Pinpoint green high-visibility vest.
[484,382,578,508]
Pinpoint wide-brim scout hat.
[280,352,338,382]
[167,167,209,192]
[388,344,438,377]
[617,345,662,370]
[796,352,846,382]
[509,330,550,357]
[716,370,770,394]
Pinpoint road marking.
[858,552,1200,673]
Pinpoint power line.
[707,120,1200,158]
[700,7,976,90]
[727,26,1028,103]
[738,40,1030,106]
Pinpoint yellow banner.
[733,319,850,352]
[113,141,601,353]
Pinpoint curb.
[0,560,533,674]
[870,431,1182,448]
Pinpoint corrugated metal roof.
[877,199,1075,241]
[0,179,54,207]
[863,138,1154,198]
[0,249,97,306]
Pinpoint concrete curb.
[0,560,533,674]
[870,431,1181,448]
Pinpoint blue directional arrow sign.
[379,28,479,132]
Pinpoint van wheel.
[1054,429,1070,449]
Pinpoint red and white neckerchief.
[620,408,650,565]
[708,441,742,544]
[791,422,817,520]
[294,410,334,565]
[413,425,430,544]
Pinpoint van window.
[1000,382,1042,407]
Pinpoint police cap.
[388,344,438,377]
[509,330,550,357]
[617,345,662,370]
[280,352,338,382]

+---+

* TASK PROMPT *
Rescale the records above by rewriting every line, requests included, with each bounding box coordinate in the answers multiplied by 2 and rounded to a whole number, halves up.

* SOLVED EXERCISE *
Pinpoint green high-visibility vest.
[968,764,1156,1016]
Pinpoint wide-brim scout hat.
[560,704,676,764]
[334,334,418,384]
[776,688,876,754]
[1234,690,1324,740]
[1592,704,1692,764]
[1018,660,1100,714]
[1432,740,1540,788]
Pinpoint road marking.
[1716,1104,2400,1346]
Pinpoint power line.
[1414,240,2400,316]
[1400,14,1952,180]
[1454,52,2056,206]
[1476,80,2060,212]
Pinpoint yellow banner.
[1466,638,1700,704]
[226,282,1202,706]
Pinpoint curb.
[0,1120,1066,1348]
[1740,862,2364,896]
Pinpoint corrugated metal roof.
[1754,398,2150,482]
[0,358,108,414]
[1726,276,2308,396]
[0,498,194,612]
Pinpoint concrete curb.
[0,1120,1066,1348]
[1740,862,2362,896]
Pinpoint blue directional arrow sign.
[758,56,958,264]
Pinpoint van wheel.
[2108,858,2140,898]
Pinpoint red and white neckerchief.
[1240,816,1300,1130]
[1416,882,1484,1088]
[1582,844,1634,1040]
[588,820,668,1130]
[826,850,860,1088]
Pinpoint van window.
[2000,764,2084,814]
Pinpoint police cap.
[776,688,876,754]
[1018,660,1100,714]
[1234,690,1324,740]
[560,704,676,764]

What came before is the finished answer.